Part of a data file:
>> begin
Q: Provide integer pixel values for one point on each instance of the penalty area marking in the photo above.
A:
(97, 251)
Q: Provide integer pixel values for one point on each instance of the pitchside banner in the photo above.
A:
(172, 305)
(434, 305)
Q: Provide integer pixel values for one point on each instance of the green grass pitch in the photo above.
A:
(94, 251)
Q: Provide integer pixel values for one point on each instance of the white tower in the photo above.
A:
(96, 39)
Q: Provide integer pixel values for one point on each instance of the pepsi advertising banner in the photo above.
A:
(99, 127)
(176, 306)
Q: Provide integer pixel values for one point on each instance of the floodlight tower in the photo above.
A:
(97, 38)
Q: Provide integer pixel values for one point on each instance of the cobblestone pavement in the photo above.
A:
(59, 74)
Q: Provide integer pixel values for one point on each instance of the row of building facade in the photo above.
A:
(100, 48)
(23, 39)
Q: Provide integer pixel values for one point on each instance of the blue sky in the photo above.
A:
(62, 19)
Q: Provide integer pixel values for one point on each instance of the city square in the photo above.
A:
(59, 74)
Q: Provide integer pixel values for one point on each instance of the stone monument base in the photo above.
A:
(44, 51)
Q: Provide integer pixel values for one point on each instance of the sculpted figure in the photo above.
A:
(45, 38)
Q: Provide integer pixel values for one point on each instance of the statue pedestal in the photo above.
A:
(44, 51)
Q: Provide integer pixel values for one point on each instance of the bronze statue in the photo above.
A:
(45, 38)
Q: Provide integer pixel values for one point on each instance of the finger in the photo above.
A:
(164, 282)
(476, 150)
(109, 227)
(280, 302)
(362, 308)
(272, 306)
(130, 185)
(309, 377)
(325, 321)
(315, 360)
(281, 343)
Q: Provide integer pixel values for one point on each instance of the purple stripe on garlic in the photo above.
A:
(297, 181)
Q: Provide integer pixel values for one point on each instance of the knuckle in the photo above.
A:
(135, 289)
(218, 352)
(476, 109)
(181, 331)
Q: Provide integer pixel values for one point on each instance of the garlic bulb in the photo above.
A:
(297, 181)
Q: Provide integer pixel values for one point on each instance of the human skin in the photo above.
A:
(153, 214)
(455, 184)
>> end
**Task description:**
Reproduce the lines above, starting at the line that contains "garlic in the photo above." and ending at the end of the lines.

**Output for this exercise:**
Q: Provide integer pixel values for one point on each instance of the purple stripe on garlic in the photo above.
A:
(297, 181)
Q: Provide integer pixel values for one point on each instance of the knuckle in the photo above.
A:
(135, 289)
(218, 352)
(476, 109)
(181, 331)
Q: Provide integer pixel values for one point on each instance of the garlic bulb in the photo above.
A:
(297, 181)
Q: Provide integer pixel values for one point on each instance of the human skin in the photo above.
A:
(153, 214)
(455, 184)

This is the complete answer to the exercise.